**WORK TO DO**
Output each entry below as it stands, leaving out every picture.

_____

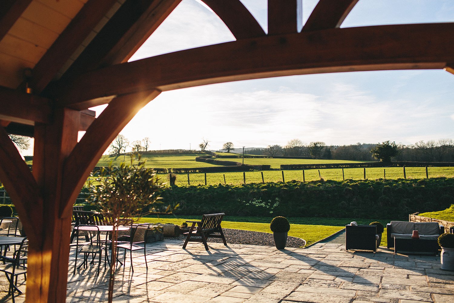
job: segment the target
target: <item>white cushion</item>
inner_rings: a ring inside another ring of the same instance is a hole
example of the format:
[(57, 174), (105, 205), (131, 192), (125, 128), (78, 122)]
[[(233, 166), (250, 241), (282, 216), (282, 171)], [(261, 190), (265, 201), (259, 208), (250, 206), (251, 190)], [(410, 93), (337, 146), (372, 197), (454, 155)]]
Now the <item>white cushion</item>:
[(440, 228), (438, 222), (416, 222), (415, 223), (415, 230), (417, 230), (420, 234), (437, 235), (438, 237)]
[(406, 222), (402, 221), (391, 221), (391, 227), (393, 233), (410, 233), (411, 236), (415, 230), (415, 222)]

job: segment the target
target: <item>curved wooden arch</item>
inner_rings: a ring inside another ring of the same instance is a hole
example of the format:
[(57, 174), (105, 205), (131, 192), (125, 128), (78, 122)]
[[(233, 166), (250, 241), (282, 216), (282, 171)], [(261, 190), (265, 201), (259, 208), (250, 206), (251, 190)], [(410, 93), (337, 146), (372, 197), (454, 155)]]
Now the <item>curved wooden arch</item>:
[(157, 88), (309, 74), (443, 69), (454, 23), (334, 29), (243, 39), (166, 54), (87, 73), (62, 87), (60, 101), (81, 102)]

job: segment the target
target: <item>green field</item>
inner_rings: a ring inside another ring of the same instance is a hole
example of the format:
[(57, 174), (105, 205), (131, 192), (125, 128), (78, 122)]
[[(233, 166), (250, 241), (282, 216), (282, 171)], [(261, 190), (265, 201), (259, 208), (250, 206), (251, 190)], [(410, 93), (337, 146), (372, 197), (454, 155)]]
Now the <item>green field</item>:
[[(261, 160), (263, 159), (257, 159)], [(403, 169), (401, 167), (370, 168), (366, 169), (366, 179), (375, 180), (384, 178), (384, 169), (385, 170), (386, 179), (404, 179)], [(286, 182), (291, 180), (303, 181), (302, 170), (266, 170), (262, 172), (246, 172), (246, 183), (260, 183), (262, 182), (262, 173), (263, 174), (265, 182), (282, 182), (282, 172)], [(304, 170), (304, 180), (314, 181), (320, 179), (318, 169)], [(320, 169), (320, 176), (325, 180), (340, 181), (343, 179), (341, 169)], [(429, 178), (446, 177), (454, 178), (454, 167), (429, 167), (428, 168)], [(405, 174), (407, 179), (423, 179), (425, 178), (425, 168), (407, 167)], [(159, 174), (162, 179), (168, 180), (168, 174)], [(188, 184), (187, 174), (177, 174), (177, 185)], [(344, 178), (354, 180), (363, 179), (364, 177), (363, 168), (344, 169)], [(205, 184), (205, 174), (203, 173), (190, 174), (190, 185)], [(210, 173), (207, 174), (207, 185), (214, 185), (220, 183), (224, 184), (224, 176), (227, 184), (237, 184), (243, 183), (243, 173)]]

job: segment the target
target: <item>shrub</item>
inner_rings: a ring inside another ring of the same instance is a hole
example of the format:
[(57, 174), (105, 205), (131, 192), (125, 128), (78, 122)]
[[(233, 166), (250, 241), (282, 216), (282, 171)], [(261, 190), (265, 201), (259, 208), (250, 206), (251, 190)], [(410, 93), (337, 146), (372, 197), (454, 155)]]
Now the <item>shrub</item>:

_____

**OUTPUT OF THE EXERCISE**
job: segment the target
target: <item>white cushion</item>
inner_rings: a ring inside another ring of the same instance is a hole
example of the format:
[(57, 174), (105, 205), (131, 192), (125, 128), (78, 122)]
[[(233, 166), (250, 241), (282, 216), (282, 171)], [(261, 190), (265, 201), (259, 208), (250, 206), (251, 190)], [(410, 93), (337, 146), (372, 197), (454, 155)]]
Now the <item>white cushion</item>:
[(440, 228), (438, 222), (416, 222), (415, 223), (415, 230), (417, 230), (420, 234), (437, 235), (438, 237)]
[(406, 222), (402, 221), (391, 221), (391, 227), (393, 233), (410, 233), (411, 236), (415, 230), (415, 222)]

job: segment the target
target: <item>curved wooden arch</item>
inner_rings: a ring inside another ring of the same instance is a hole
example of the format:
[(57, 174), (105, 205), (131, 192), (125, 128), (78, 122)]
[[(233, 166), (250, 241), (282, 216), (282, 171)], [(261, 190), (265, 201), (259, 208), (250, 206), (251, 190)], [(410, 93), (337, 146), (372, 197), (454, 155)]]
Now the <item>curved wooden arch</item>:
[(157, 88), (309, 74), (443, 69), (454, 23), (334, 29), (243, 39), (166, 54), (87, 73), (62, 87), (60, 101), (81, 102)]

job: segment the target
target: <item>green field</item>
inner_rings: a ring inside another ring of the same instance is a hole
example of the format:
[(57, 174), (105, 205), (131, 192), (125, 128), (78, 122)]
[[(233, 166), (250, 241), (282, 216), (282, 171)], [(261, 190), (265, 201), (259, 208), (250, 206), (251, 190)], [(410, 93), (337, 146), (372, 197), (454, 155)]]
Now the <item>green field</item>:
[[(261, 160), (263, 159), (257, 159)], [(403, 169), (401, 167), (370, 168), (366, 169), (366, 179), (375, 180), (384, 178), (384, 169), (385, 170), (386, 179), (404, 179)], [(286, 182), (291, 180), (303, 181), (302, 170), (266, 170), (262, 172), (246, 172), (246, 183), (260, 183), (262, 182), (262, 173), (263, 174), (265, 182), (282, 182), (282, 172)], [(304, 170), (304, 180), (314, 181), (320, 179), (318, 169)], [(320, 169), (320, 176), (325, 180), (340, 181), (343, 179), (341, 169)], [(429, 178), (446, 177), (454, 178), (454, 167), (429, 167), (428, 168)], [(405, 174), (407, 179), (423, 179), (425, 178), (425, 168), (407, 167)], [(159, 174), (162, 179), (168, 180), (168, 174)], [(188, 184), (187, 174), (177, 174), (177, 185)], [(344, 178), (354, 180), (363, 179), (364, 177), (363, 168), (344, 169)], [(205, 184), (205, 174), (203, 173), (190, 174), (190, 185)], [(210, 173), (207, 174), (207, 185), (214, 185), (220, 183), (224, 184), (224, 176), (227, 184), (237, 184), (243, 183), (243, 173)]]

job: segment the target
target: <item>shrub</item>
inner_rings: a ring inside another ring of the same instance is a hole
example of the format:
[(57, 174), (105, 205), (131, 192), (125, 128), (78, 122)]
[[(233, 166), (250, 241), (282, 216), (282, 171)], [(261, 190), (265, 201), (259, 208), (250, 206), (251, 190)], [(410, 93), (337, 146), (372, 197), (454, 155)]]
Now the <item>shrub</item>:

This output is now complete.